## Task to complete
Transcribe every line of the entries below word for word, leaving out the pictures.

## Provided material

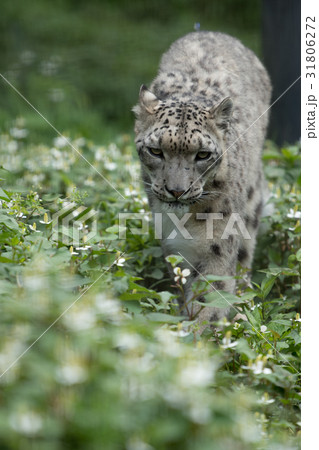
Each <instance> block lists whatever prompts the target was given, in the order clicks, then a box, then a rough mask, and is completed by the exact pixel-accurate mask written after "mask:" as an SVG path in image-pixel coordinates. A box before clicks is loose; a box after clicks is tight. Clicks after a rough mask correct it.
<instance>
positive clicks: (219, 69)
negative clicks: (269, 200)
mask: <svg viewBox="0 0 319 450" xmlns="http://www.w3.org/2000/svg"><path fill="white" fill-rule="evenodd" d="M270 99H271V82H270V79H269V76H268V74H267V71H266V69H265V68H264V66H263V64H262V63H261V62H260V60H259V59H258V58H257V56H256V55H255V54H254V53H253V52H252V51H251V50H250V49H248V48H247V47H245V46H244V45H243V44H242V43H241V42H240V41H239V40H237V39H236V38H234V37H231V36H229V35H226V34H224V33H221V32H210V31H197V32H193V33H190V34H187V35H186V36H184V37H182V38H180V39H178V40H177V41H176V42H174V43H173V44H172V45H171V47H170V48H169V50H168V51H167V52H166V53H164V55H163V56H162V59H161V62H160V66H159V71H158V74H157V76H156V78H155V79H154V80H153V82H152V83H151V84H150V86H149V88H147V87H146V86H145V85H142V86H141V88H140V93H139V102H138V104H137V105H136V106H135V107H134V108H133V111H134V113H135V117H136V121H135V144H136V149H137V152H138V155H139V158H140V161H141V171H142V178H143V181H144V186H145V190H146V192H147V195H148V199H149V204H150V208H151V211H152V213H153V217H154V218H155V219H156V220H155V222H156V223H155V229H156V227H157V230H158V234H159V238H160V239H161V245H162V248H163V253H164V255H165V256H167V255H170V254H176V255H180V256H182V257H183V258H184V260H183V263H182V266H181V269H185V268H188V269H189V270H188V271H187V273H186V272H184V273H185V274H188V273H189V272H190V274H189V276H188V277H187V281H186V278H185V279H184V280H183V282H185V281H186V284H185V285H183V288H184V290H185V297H184V300H183V301H184V303H185V305H184V306H185V307H186V308H184V312H185V311H187V313H188V315H189V318H190V319H194V318H197V319H198V320H199V323H215V322H217V321H218V320H221V319H222V318H223V317H227V315H228V314H229V312H230V307H227V308H212V307H201V306H199V305H198V303H195V302H193V301H192V298H193V291H192V283H193V282H194V281H195V280H198V279H199V278H200V277H203V278H204V279H205V277H207V276H208V275H215V276H221V277H224V276H225V279H222V280H219V281H216V282H215V283H211V288H212V289H214V290H219V291H226V292H230V293H235V292H236V282H235V279H234V276H235V275H236V270H237V268H238V267H240V266H238V263H239V264H240V265H241V266H242V267H244V268H247V270H249V269H250V268H251V264H252V260H253V255H254V248H255V243H256V236H257V231H258V227H259V222H260V217H261V213H262V210H263V206H264V203H265V181H264V175H263V168H262V150H263V144H264V140H265V135H266V131H267V124H268V110H269V108H270V106H269V105H270ZM177 278H178V277H177ZM200 300H201V301H202V302H205V296H203V297H201V298H200ZM187 303H188V305H187ZM189 303H192V304H191V305H189ZM187 306H188V307H187Z"/></svg>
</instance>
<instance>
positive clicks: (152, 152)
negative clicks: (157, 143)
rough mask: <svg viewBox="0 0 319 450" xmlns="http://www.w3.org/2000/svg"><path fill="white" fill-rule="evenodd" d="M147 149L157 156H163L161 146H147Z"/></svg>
mask: <svg viewBox="0 0 319 450" xmlns="http://www.w3.org/2000/svg"><path fill="white" fill-rule="evenodd" d="M147 151H148V153H149V154H150V155H152V156H156V157H157V158H163V156H164V155H163V152H162V150H160V149H159V148H150V147H148V148H147Z"/></svg>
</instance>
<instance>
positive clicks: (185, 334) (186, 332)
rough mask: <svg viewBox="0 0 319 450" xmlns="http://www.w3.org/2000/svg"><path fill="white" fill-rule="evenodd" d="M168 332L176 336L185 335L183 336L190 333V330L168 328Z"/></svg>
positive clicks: (178, 336)
mask: <svg viewBox="0 0 319 450" xmlns="http://www.w3.org/2000/svg"><path fill="white" fill-rule="evenodd" d="M170 333H171V334H172V335H173V336H177V337H185V336H188V335H190V332H189V331H185V330H177V331H173V330H170Z"/></svg>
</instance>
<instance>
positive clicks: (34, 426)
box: [9, 411, 42, 436]
mask: <svg viewBox="0 0 319 450" xmlns="http://www.w3.org/2000/svg"><path fill="white" fill-rule="evenodd" d="M9 423H10V426H11V428H13V429H14V430H15V431H17V432H18V433H21V434H25V435H27V436H33V435H35V434H37V433H38V432H39V431H40V430H41V428H42V419H41V417H40V416H39V415H38V414H36V413H34V412H32V411H27V412H19V413H16V414H13V415H12V416H11V417H10V419H9Z"/></svg>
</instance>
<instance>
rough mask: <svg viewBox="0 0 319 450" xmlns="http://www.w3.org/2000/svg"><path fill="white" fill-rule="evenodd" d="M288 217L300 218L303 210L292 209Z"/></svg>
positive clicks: (300, 217)
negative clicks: (296, 210)
mask: <svg viewBox="0 0 319 450" xmlns="http://www.w3.org/2000/svg"><path fill="white" fill-rule="evenodd" d="M287 217H288V218H289V219H300V218H301V211H294V210H293V209H290V210H289V213H288V214H287Z"/></svg>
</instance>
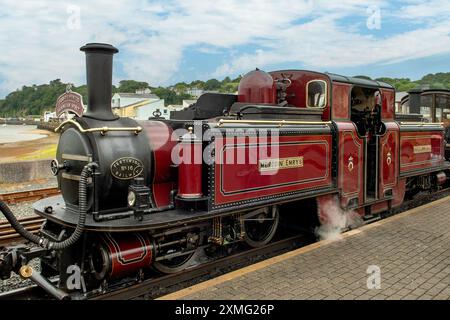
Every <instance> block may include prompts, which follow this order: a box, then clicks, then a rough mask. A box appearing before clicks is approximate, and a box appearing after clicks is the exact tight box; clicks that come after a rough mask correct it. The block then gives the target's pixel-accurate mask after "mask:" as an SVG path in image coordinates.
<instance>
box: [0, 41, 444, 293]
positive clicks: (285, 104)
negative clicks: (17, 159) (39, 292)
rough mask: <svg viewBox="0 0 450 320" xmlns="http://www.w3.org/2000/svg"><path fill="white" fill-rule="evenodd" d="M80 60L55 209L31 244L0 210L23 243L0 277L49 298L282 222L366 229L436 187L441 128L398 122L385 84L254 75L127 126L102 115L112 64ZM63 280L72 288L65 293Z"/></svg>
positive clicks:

## Answer space
Each <instance> block lists whatever prompts the target was given, in the order clicks, then a box, then a rough mask, and is completed by the exact pixel-accurate mask written after "mask:" as an SVG path in image-pixel coordinates. A box before clicks is loose; a box after clicks is tight. Clicks after a rough mask correct it.
<instance>
positive clicks: (219, 69)
negative clicks: (269, 200)
mask: <svg viewBox="0 0 319 450" xmlns="http://www.w3.org/2000/svg"><path fill="white" fill-rule="evenodd" d="M270 99H271V82H270V79H269V76H268V74H267V71H266V69H265V68H264V66H263V64H262V63H261V62H260V60H259V59H258V58H257V56H256V55H255V54H254V53H253V52H252V51H251V50H250V49H248V48H247V47H245V46H244V45H243V44H242V43H241V42H240V41H239V40H237V39H236V38H234V37H231V36H229V35H226V34H224V33H221V32H210V31H197V32H193V33H190V34H187V35H186V36H184V37H182V38H180V39H178V40H177V41H176V42H174V43H173V44H172V45H171V47H170V48H169V50H168V51H167V52H166V53H164V55H163V56H162V59H161V62H160V66H159V71H158V74H157V76H156V78H155V79H154V80H153V82H152V83H151V84H150V86H149V88H147V87H146V86H145V85H142V86H141V88H140V93H139V102H138V104H137V105H136V106H135V107H134V108H133V111H134V113H135V117H136V121H135V144H136V149H137V152H138V155H139V158H140V161H141V171H142V178H143V181H144V186H145V190H146V192H147V195H148V199H149V204H150V208H151V211H152V213H153V217H154V218H155V219H156V220H155V222H156V223H155V229H156V227H157V230H158V234H159V238H160V239H161V245H162V248H163V253H164V255H165V256H167V255H170V254H176V255H180V256H182V257H183V258H184V260H183V263H182V266H181V269H185V268H188V269H189V270H188V271H187V273H186V272H184V273H185V274H188V273H189V272H190V274H189V276H188V277H187V281H186V278H185V279H184V280H183V282H185V281H186V284H185V285H183V288H184V290H185V297H184V300H183V301H184V303H185V305H184V306H185V307H186V308H184V312H185V311H187V313H188V315H189V318H190V319H194V318H197V319H198V320H199V323H215V322H217V321H218V320H221V319H222V318H223V317H227V315H228V314H229V312H230V307H227V308H212V307H201V306H199V305H198V303H195V302H193V301H192V298H193V291H192V283H193V282H194V281H195V280H198V279H199V278H200V277H203V278H204V279H205V277H207V276H208V275H215V276H221V277H224V276H225V279H222V280H219V281H216V282H215V283H211V288H212V289H214V290H219V291H226V292H230V293H235V292H236V282H235V279H234V276H235V275H236V270H237V268H238V267H240V266H238V263H239V264H240V265H241V266H242V267H244V268H247V270H249V269H250V268H251V264H252V260H253V255H254V248H255V243H256V236H257V231H258V227H259V222H260V217H261V213H262V210H263V206H264V203H265V181H264V175H263V168H262V150H263V144H264V140H265V135H266V131H267V124H268V110H269V108H270V106H269V105H270ZM177 278H178V277H177ZM200 300H201V301H202V302H205V296H203V297H201V298H200ZM187 303H188V305H187ZM189 303H192V304H191V305H189ZM187 306H188V307H187Z"/></svg>
</instance>
<instance>
positive clicks: (152, 152)
negative clicks: (157, 143)
rough mask: <svg viewBox="0 0 319 450" xmlns="http://www.w3.org/2000/svg"><path fill="white" fill-rule="evenodd" d="M147 149L157 156H163L161 146H147Z"/></svg>
mask: <svg viewBox="0 0 319 450" xmlns="http://www.w3.org/2000/svg"><path fill="white" fill-rule="evenodd" d="M147 151H148V153H149V154H150V155H152V156H156V157H157V158H163V156H164V155H163V152H162V150H160V149H159V148H150V147H148V148H147Z"/></svg>
</instance>
<instance>
positive clicks: (185, 334) (186, 332)
rough mask: <svg viewBox="0 0 319 450" xmlns="http://www.w3.org/2000/svg"><path fill="white" fill-rule="evenodd" d="M168 332L176 336L185 335L183 336L190 333V330L168 328Z"/></svg>
positive clicks: (178, 336)
mask: <svg viewBox="0 0 319 450" xmlns="http://www.w3.org/2000/svg"><path fill="white" fill-rule="evenodd" d="M170 333H171V334H172V335H173V336H177V337H185V336H188V335H190V332H189V331H185V330H177V331H173V330H170Z"/></svg>
</instance>
<instance>
positive clicks: (34, 426)
box: [9, 411, 42, 436]
mask: <svg viewBox="0 0 319 450" xmlns="http://www.w3.org/2000/svg"><path fill="white" fill-rule="evenodd" d="M9 423H10V426H11V428H13V429H14V430H15V431H17V432H18V433H21V434H25V435H27V436H33V435H35V434H37V433H38V432H39V431H40V430H41V428H42V419H41V417H40V416H39V415H38V414H36V413H34V412H32V411H27V412H19V413H16V414H13V415H12V416H11V417H10V419H9Z"/></svg>
</instance>
<instance>
rough mask: <svg viewBox="0 0 319 450" xmlns="http://www.w3.org/2000/svg"><path fill="white" fill-rule="evenodd" d="M288 217L300 218L303 210L292 209Z"/></svg>
positive clicks: (300, 217)
negative clicks: (296, 210)
mask: <svg viewBox="0 0 319 450" xmlns="http://www.w3.org/2000/svg"><path fill="white" fill-rule="evenodd" d="M287 217H288V218H289V219H300V218H301V211H294V210H293V209H290V210H289V213H288V214H287Z"/></svg>
</instance>
Every <instance> block may include prompts, which follow this order: a box, then clicks, then a rough mask. A box appearing before clicks is approximate, and a box appearing after clicks is the exact tight box; clicks that come after a rough mask correct it. The block then gives the target's pixel-accurate mask after "mask:" as an SVG path in image coordinates.
<instance>
box: [0, 41, 444, 293]
positive clicks: (285, 104)
negative clicks: (17, 159) (39, 292)
rough mask: <svg viewBox="0 0 450 320" xmlns="http://www.w3.org/2000/svg"><path fill="white" fill-rule="evenodd" d="M80 60L55 209L31 244L0 210L23 243L0 277L49 298L282 222L366 229L436 187L441 128L398 122L385 84L254 75L127 126L102 115L112 64ZM63 280L72 288L65 293Z"/></svg>
positive clicks:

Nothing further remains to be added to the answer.